> **GIVEN TEXT**:
□ □ □
CRIMES involving party drug ketamine have trebled in the past five years, figures have revealed.
There has been an increase of more than 250% in incidents in Glasgow involving the horse tranquilliser.
Official statistics show ketamine - dubbed "Special K" - was mentioned in more than 85 reports compiled by police officers across the city.
More than 40% of those incidents resulted in a crime being recorded.
It comes amid fears Scotland's streets are being flooded with new drugs that are being sold as ecstasy.
As well as using dangerous so-called "legal highs", dealers can add other substances, including horse tranquillisers to products, in an attempt to increase profits.
Ketamine was originally designed as an anaesthetic and tranquilliser, often used on horses during veterinary surgery.
It was first banned as a recreational drug in 2006.
Last month, the UK Government announced it would upgrade ketamine from a Class C to a Class B banned substance.
It means jail terms for anyone caught in possession rise from two years to five.
Other Class B drugs include cannabis, amphetamines, such as speed, and barbiturates.
In 2009/10, there were just seven incidents in Glasgow involving ketamine.
Data released to the Evening Times show 25 incidents were recorded in the last 10 months.
A police spokeswoman said: "Ketamine is a drug, that creates similar effects as ecstasy, and is often associated with the dance scene.
"It is not a drug believed to be widely in circulation within Glasgow."
Figures show about 120,000 people across the UK took the drug last year. Some regular users were forced to have their bladders removed.
A Scottish Drugs Forum spokeswoman said: "Ketamine prevalence remains low in treatment services compared to other drug use in Scotland.
"It is much more widely used in the rest of the UK.
"The main concern for services would be the longer term risks resulting from habitual use, which has led to the recent reclassification, mainly the issues around bladder damage.
"Reports of ketamine use appears to be increasingly slightly in parts of Scotland, including the Glasgow area, according to anecdotal reports from services.
"It is unclear whether this is due to increased prevalence or if awareness of the drug has increased and therefore services are recording more accurately.
"It is rare for users to notice significant side-effects from use unless they are using regularly.
"So this, in part, may explain why there are relatively low levels of people presenting for treatment."
□ □ □
> **SOURCE MATERIAL**:
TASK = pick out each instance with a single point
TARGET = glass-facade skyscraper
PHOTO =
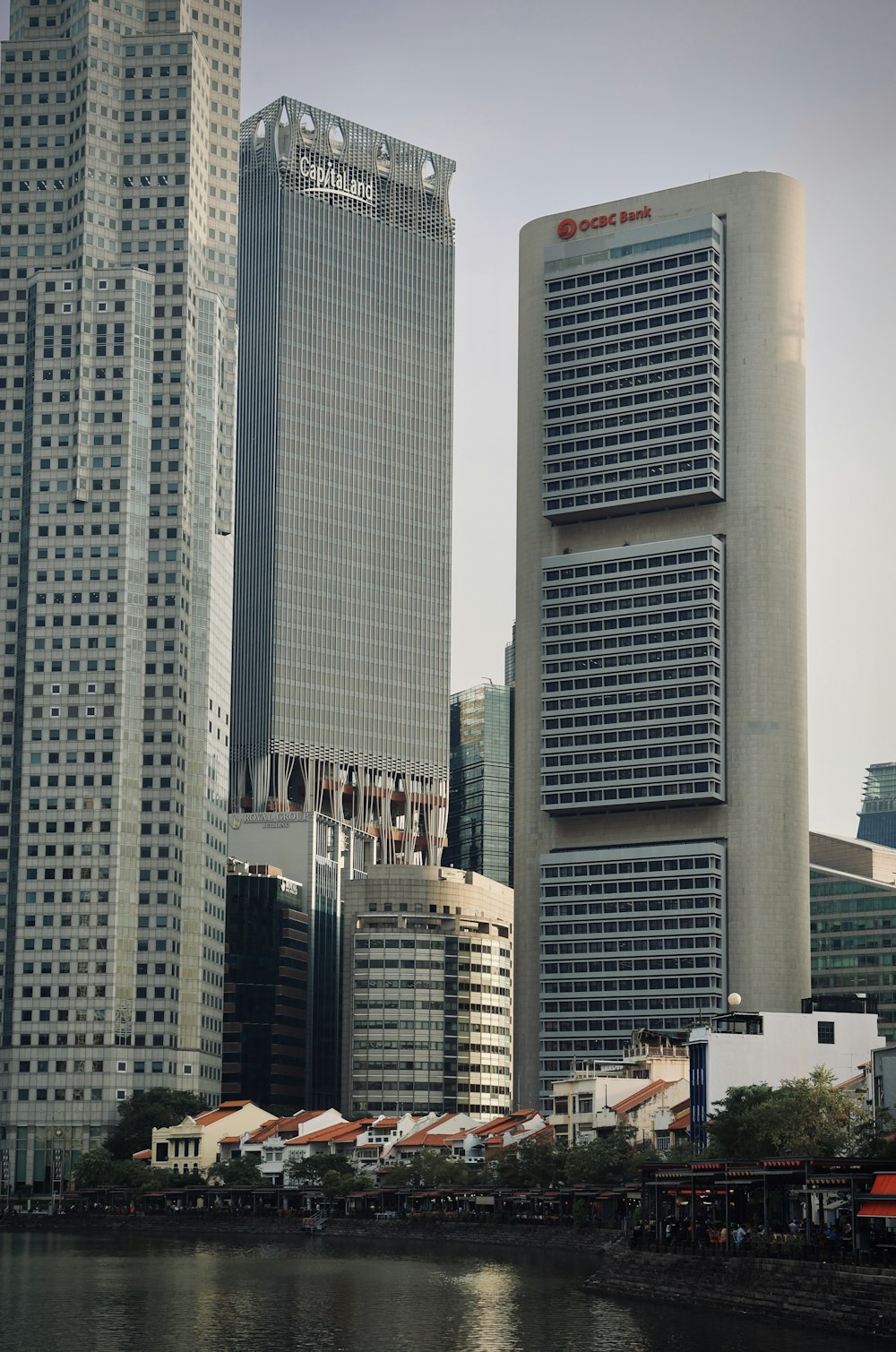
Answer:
(877, 818)
(481, 781)
(117, 264)
(340, 619)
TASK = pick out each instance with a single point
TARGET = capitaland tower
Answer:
(117, 268)
(340, 618)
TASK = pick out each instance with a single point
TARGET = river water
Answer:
(63, 1293)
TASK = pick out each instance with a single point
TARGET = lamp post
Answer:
(57, 1170)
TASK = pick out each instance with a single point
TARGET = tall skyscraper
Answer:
(340, 619)
(661, 852)
(117, 263)
(480, 781)
(877, 818)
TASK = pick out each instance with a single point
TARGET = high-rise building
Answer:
(427, 960)
(877, 818)
(265, 988)
(117, 263)
(480, 781)
(321, 856)
(661, 748)
(340, 618)
(853, 913)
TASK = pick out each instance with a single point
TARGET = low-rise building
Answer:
(643, 1091)
(192, 1145)
(766, 1048)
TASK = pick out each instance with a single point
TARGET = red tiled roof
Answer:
(420, 1137)
(641, 1096)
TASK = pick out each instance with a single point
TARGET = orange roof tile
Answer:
(641, 1096)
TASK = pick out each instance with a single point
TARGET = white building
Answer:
(769, 1048)
(661, 735)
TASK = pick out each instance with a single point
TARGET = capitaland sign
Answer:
(568, 226)
(327, 176)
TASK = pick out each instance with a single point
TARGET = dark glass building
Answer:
(480, 781)
(877, 818)
(265, 988)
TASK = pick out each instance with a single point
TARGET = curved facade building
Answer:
(340, 629)
(661, 740)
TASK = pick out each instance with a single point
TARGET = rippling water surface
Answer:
(115, 1293)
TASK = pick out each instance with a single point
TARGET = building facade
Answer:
(322, 856)
(853, 916)
(340, 618)
(481, 781)
(427, 993)
(659, 616)
(877, 818)
(265, 988)
(741, 1048)
(117, 264)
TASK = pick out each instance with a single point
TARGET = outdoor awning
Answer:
(877, 1209)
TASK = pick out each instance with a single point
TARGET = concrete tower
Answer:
(661, 736)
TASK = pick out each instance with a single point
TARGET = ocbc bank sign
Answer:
(568, 226)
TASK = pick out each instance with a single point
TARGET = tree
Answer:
(803, 1117)
(141, 1113)
(607, 1158)
(99, 1170)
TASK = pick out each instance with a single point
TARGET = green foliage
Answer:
(140, 1115)
(582, 1213)
(607, 1158)
(100, 1170)
(805, 1117)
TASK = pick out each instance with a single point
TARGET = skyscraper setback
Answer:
(340, 618)
(661, 745)
(117, 263)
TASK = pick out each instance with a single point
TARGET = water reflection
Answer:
(114, 1294)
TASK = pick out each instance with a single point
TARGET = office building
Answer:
(265, 988)
(427, 993)
(661, 749)
(480, 781)
(117, 263)
(853, 914)
(877, 818)
(340, 618)
(321, 856)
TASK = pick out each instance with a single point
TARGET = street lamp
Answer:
(57, 1168)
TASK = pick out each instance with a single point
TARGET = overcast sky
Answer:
(547, 107)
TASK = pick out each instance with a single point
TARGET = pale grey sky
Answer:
(547, 107)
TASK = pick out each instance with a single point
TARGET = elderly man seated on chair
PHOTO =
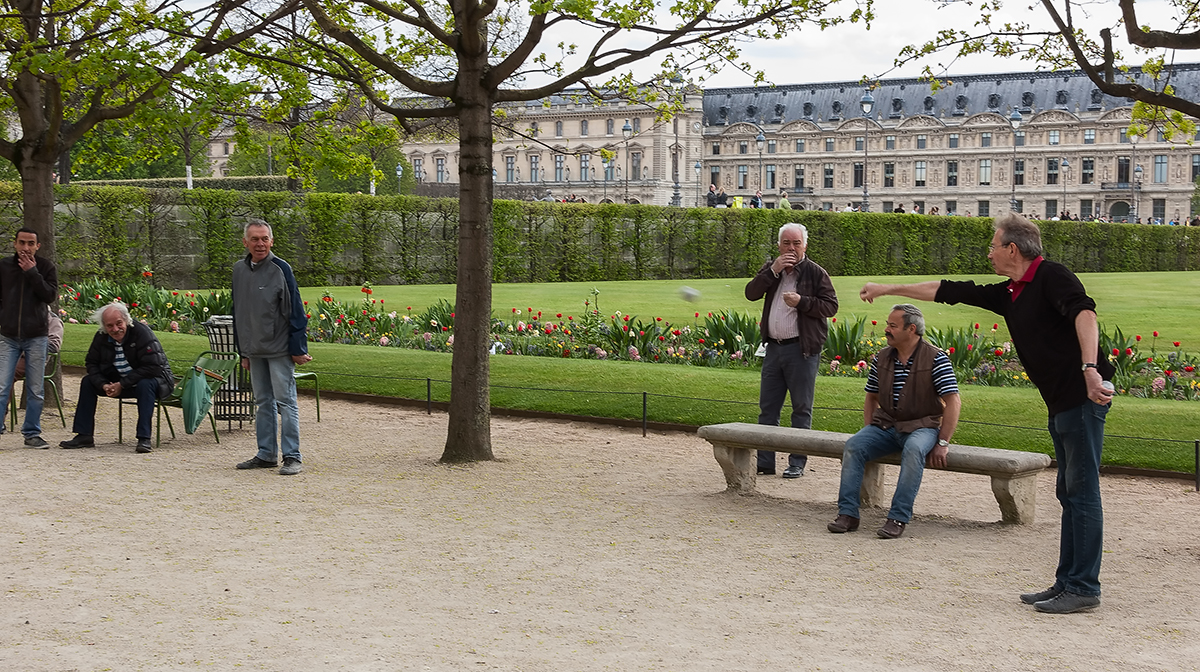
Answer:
(125, 361)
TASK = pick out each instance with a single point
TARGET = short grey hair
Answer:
(256, 222)
(912, 316)
(1017, 229)
(99, 316)
(804, 232)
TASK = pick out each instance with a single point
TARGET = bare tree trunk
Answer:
(469, 437)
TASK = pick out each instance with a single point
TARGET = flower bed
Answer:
(715, 339)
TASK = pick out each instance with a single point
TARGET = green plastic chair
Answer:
(217, 369)
(52, 365)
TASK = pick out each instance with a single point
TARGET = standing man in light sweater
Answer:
(270, 334)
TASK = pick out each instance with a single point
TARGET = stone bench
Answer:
(1013, 473)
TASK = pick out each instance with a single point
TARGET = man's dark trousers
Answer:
(786, 370)
(147, 391)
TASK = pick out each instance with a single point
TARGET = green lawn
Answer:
(613, 389)
(1138, 303)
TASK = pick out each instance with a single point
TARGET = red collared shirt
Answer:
(1017, 286)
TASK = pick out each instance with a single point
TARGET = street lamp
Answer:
(627, 131)
(1015, 121)
(1062, 168)
(867, 103)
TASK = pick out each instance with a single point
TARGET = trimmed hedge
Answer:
(191, 238)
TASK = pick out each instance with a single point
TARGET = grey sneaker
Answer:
(256, 463)
(1048, 594)
(1068, 603)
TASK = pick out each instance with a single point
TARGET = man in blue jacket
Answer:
(270, 334)
(28, 285)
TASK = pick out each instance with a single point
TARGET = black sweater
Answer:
(1042, 322)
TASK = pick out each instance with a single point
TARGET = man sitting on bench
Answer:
(912, 407)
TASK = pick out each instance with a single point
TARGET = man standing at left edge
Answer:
(270, 334)
(28, 285)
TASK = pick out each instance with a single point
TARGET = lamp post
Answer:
(627, 131)
(867, 103)
(1062, 168)
(1137, 174)
(1015, 121)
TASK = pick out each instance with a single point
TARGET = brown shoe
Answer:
(843, 523)
(892, 529)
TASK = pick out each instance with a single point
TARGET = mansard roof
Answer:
(960, 99)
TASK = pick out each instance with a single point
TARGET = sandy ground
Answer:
(582, 547)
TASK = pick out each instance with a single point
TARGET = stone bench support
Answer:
(1013, 473)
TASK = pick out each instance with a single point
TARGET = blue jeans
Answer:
(1078, 437)
(871, 443)
(275, 396)
(786, 371)
(35, 364)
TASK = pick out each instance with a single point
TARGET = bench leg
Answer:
(871, 493)
(739, 466)
(1017, 497)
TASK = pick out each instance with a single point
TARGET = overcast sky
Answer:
(850, 52)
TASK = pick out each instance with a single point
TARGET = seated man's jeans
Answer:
(35, 355)
(275, 395)
(1078, 436)
(145, 391)
(871, 443)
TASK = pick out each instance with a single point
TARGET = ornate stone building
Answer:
(954, 149)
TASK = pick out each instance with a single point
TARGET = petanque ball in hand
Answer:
(689, 294)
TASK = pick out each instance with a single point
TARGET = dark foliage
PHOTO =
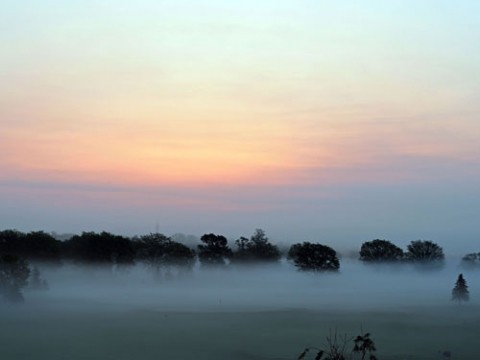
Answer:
(424, 251)
(314, 257)
(336, 348)
(103, 248)
(380, 251)
(256, 249)
(214, 251)
(36, 282)
(14, 273)
(460, 291)
(159, 250)
(34, 246)
(471, 260)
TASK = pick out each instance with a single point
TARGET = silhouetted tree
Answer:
(363, 345)
(424, 251)
(256, 249)
(42, 247)
(102, 249)
(36, 282)
(336, 348)
(163, 254)
(380, 251)
(12, 242)
(14, 273)
(314, 257)
(471, 260)
(214, 251)
(460, 291)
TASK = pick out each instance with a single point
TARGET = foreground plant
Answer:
□ □ □
> **REQUIREMENT A**: According to the ketamine article, in what year was ketamine first banned as a recreational drug?
> **REQUIREMENT B**: According to the ketamine article, why was ketamine recently reclassified? Explain in one to three sentences.
> **REQUIREMENT C**: Retype the stretch of the ketamine article from "Data released to" through "around bladder damage.".

> **TASK RESPONSE A**: It was first banned as a recreational drug in 2006.

> **TASK RESPONSE B**: The Scottish Drugs Forum spokeswoman says the reclassification followed concern about the longer-term risks of habitual use. The main issue is bladder damage, and some regular users have had to have their bladders removed.

> **TASK RESPONSE C**:
Data released to the Evening Times show 25 incidents were recorded in the last 10 months.
A police spokeswoman said: "Ketamine is a drug, that creates similar effects as ecstasy, and is often associated with the dance scene.
"It is not a drug believed to be widely in circulation within Glasgow."
Figures show about 120,000 people across the UK took the drug last year. Some regular users were forced to have their bladders removed.
A Scottish Drugs Forum spokeswoman said: "Ketamine prevalence remains low in treatment services compared to other drug use in Scotland.
"It is much more widely used in the rest of the UK.
"The main concern for services would be the longer term risks resulting from habitual use, which has led to the recent reclassification, mainly the issues around bladder damage.